**Fragment tekstu:**

───

Gdy mijała mężczyznę położyła mu dłoń na ramieniu i usiadła obok, na swoim miejscu.
- Milion dolców za twoje myśli. - rzuciła rozbawiona. - I przepraszam, za niewinnego. Krojenie umarlaków... Co za zajęcie...

31Pub "u Gordona" - Page 2 Empty Re: Pub "u Gordona" Wto 02 Wrz 2014, 15:12

Jonathan Harper

Jonathan Harper
Z zamyślenia wyrwała go ręka na jego ramieniu. Widocznie się spiął. I jak zawsze gdy czuł się nieswojo, wszystko chciał obrócić w żart.
- Co? Równowagi nie trzymamy? - wskazał na dłoń na swoim ramieniu.
Zaśmiał się lekko na jej pierwsze słowa.
- Teraz się nie dziwię, że chcesz fortuny, jak tak łatwo szastać chcesz pieniędzmi - pokręcił z rozbawieniem głową - Gdyby moje myśli były warte miliony to bym nuż miał Nobla. - łyk
- Ktoś musi to robić. A ja to lubię.

32Pub "u Gordona" - Page 2 Empty Re: Pub "u Gordona" Wto 02 Wrz 2014, 15:25

Catherine Hernández

Catherine Hernández
Wyprostowała się wyraźnie urażona. Wypięła przy tym biust i odrzuciła włosy na plecy zamaszystym ruchem.
- Ja nie trzymam równowagi! Mam lepszą równowagę na obcasach niż ty na płaskim. - odparła przekonana o swej racji. Chwyciła za szklankę i wypiła do dna. Ostawiła z hukiem i oparła się znów łokciem o blat, siedząc przodem do Jona.
- Lubię zarabiać, lubię wydawać. A do podzielenia się twoimi myślami ze mną... Jak mam cię przekonać? - pochyliła się i powiedziała cicho.

33Pub "u Gordona" - Page 2 Empty Re: Pub "u Gordona" Wto 02 Wrz 2014, 15:43

Jonathan Harper

Jonathan Harper
Pomachał jej dłonią
- Okej okej, niech ci będzie. Ale poważnie szpilki to zabójcy. Moja siostra je uwielbia. Jak byłem mały to mnie chciała nauczyć na tym chodzić. Przewróciłem się i zwichnąłem kostkę - zaśmiał się lekko pod nosem na wspomnienie - ale oberwała do naszej mamy.
Zmierzył ją spojrzeniem. Biedni jej faceci, musi ciężko być ją utrzymać z lekkim portfelem.
- Nie wiem do czego chcesz mnie przekonywać. Co chcesz wiedzieć? Co teraz myślałem? - zastanowił się przez chwilę bo już sam nie był pewny - o tym jaki dziwny wpływ miewa na mnie alkohol - był ato prawda. No może pół-prawda.
- No ale ty też musisz mi w takim razie powiedzieć co myślisz?

───

**Wyświetlone rekordy:**
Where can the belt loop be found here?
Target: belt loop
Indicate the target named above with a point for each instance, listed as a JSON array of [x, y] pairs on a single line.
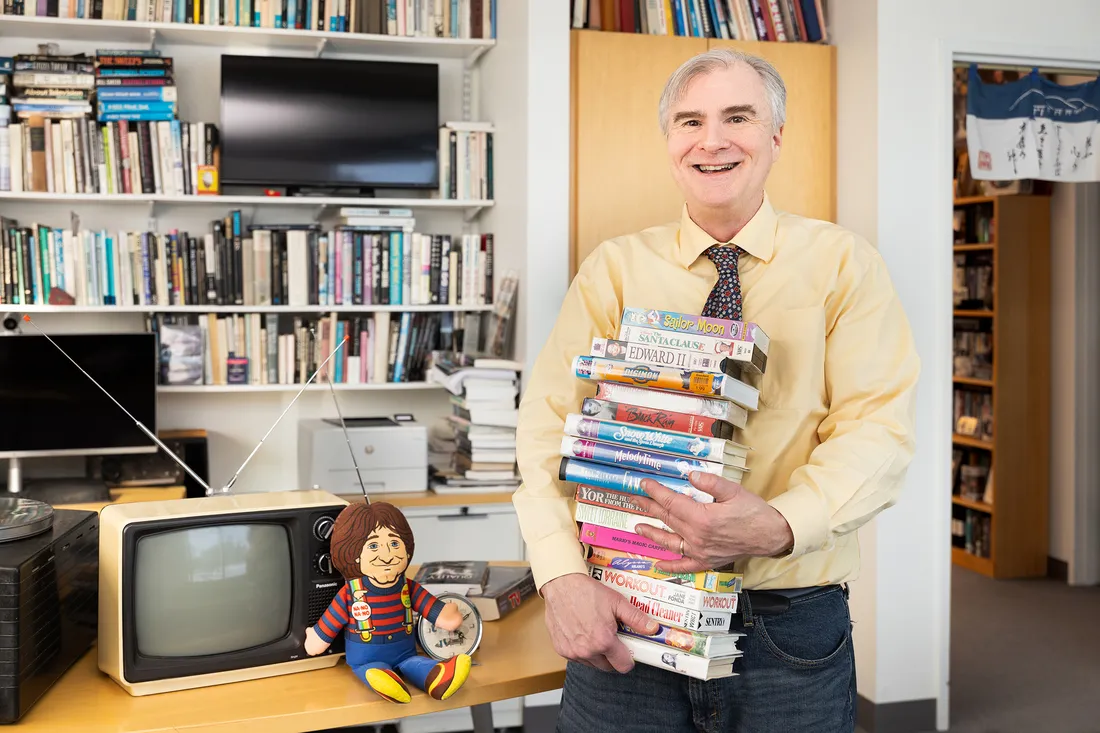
[[746, 610]]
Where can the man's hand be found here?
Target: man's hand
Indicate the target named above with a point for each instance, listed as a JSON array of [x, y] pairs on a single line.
[[738, 524], [450, 617], [314, 643], [581, 615]]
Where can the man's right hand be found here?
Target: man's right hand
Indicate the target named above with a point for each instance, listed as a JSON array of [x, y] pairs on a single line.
[[581, 614]]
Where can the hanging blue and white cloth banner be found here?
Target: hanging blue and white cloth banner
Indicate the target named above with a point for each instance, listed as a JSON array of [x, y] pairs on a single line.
[[1032, 128]]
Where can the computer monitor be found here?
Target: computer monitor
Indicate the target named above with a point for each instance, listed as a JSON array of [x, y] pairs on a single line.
[[50, 408]]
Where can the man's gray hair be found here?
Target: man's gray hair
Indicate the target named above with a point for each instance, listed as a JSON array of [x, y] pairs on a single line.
[[717, 59]]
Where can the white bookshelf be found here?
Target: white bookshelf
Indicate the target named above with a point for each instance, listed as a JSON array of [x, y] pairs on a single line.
[[470, 207], [248, 308], [314, 386], [145, 34]]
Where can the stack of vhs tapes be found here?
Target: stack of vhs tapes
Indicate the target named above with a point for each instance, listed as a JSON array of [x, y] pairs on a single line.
[[668, 402]]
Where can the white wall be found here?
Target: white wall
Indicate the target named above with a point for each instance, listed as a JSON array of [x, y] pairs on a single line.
[[1063, 368], [853, 26], [913, 193]]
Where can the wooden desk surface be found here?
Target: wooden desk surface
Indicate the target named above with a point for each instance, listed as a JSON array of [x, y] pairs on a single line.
[[515, 659]]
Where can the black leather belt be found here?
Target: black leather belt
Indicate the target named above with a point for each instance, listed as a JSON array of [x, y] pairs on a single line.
[[769, 603]]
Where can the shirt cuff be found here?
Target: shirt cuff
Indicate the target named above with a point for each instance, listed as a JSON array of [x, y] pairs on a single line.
[[802, 509], [553, 556]]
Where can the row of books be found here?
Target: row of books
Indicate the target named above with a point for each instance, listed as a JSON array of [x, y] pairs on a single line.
[[172, 157], [740, 20], [479, 437], [234, 264], [972, 413], [447, 19], [112, 85], [972, 348], [284, 349], [465, 161], [669, 398], [974, 281]]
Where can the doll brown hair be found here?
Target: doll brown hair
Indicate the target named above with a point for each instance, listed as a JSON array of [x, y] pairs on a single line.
[[355, 524]]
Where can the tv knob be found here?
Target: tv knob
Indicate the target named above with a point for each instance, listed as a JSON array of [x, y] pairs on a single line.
[[322, 528]]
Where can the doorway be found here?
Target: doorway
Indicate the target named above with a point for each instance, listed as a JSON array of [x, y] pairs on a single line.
[[1024, 510]]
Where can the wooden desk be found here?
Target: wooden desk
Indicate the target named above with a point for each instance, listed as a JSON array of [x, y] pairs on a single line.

───

**Poznaj materiał:**
1. Przepisz słowo w słowo odcinek tekstu o rozmowie w pubie od słów „Zaśmiał się lekko na” aż do słów „i powiedziała cicho.”.
2. Napisz dalszą część tekstu o rozmowie w pubie, zaczynając po jego ostatnim zdaniu.
Rekordy nie są potrzebne do wykonania tych poleceń.

**Twoje odpowiedzi:**
1.
Zaśmiał się lekko na jej pierwsze słowa.
- Teraz się nie dziwię, że chcesz fortuny, jak tak łatwo szastać chcesz pieniędzmi - pokręcił z rozbawieniem głową - Gdyby moje myśli były warte miliony to bym nuż miał Nobla. - łyk
- Ktoś musi to robić. A ja to lubię.

32Pub "u Gordona" - Page 2 Empty Re: Pub "u Gordona" Wto 02 Wrz 2014, 15:25

Catherine Hernández

Catherine Hernández
Wyprostowała się wyraźnie urażona. Wypięła przy tym biust i odrzuciła włosy na plecy zamaszystym ruchem.
- Ja nie trzymam równowagi! Mam lepszą równowagę na obcasach niż ty na płaskim. - odparła przekonana o swej racji. Chwyciła za szklankę i wypiła do dna. Ostawiła z hukiem i oparła się znów łokciem o blat, siedząc przodem do Jona.
- Lubię zarabiać, lubię wydawać. A do podzielenia się twoimi myślami ze mną... Jak mam cię przekonać? - pochyliła się i powiedziała cicho.

2.
34Pub "u Gordona" - Page 2 Empty Re: Pub "u Gordona" Wto 02 Wrz 2014, 15:48

Catherine Hernández

Catherine Hernández
- Bo szpilki nie są dla mężczyzn. Kobiety mają inaczej rozłożony środek ciężkości i im jest łatwiej. To nic trudnego, ale cieszę się, że nie polubiłeś takiej formy obuwia dla siebie. - wyobraziła sobie Jona w sexy szpilkach. Potem doszła sukieneczka, może tiara. Zdusiła kolejny wybuch śmiechu.
- Alkohol zawsze dziwnie działa. A ja myślałam, że szkoda, że nie wzięliśmy reszty naszej boskiej ekipy. Choć jest niezwykle miło. Jednak w większej grupie jest więcej szaleństwa. - mrugnęła do niego.

35Pub "u Gordona" - Page 2 Empty Re: Pub "u Gordona" Wto 02 Wrz 2014, 15:57

Jonathan Harper

Jonathan Harper
Podniósł jedną brew
- Założę się, że moje nogi wyglądały by bosko na obcasach. Ale to nie moja rzecz. Chociaż moja siostra dokładała wszelkich starań, żeby mi to wyperswadować - wyszczerzył się radośnie. Zawsze mu się poprawiał humor jak myślał o Irene.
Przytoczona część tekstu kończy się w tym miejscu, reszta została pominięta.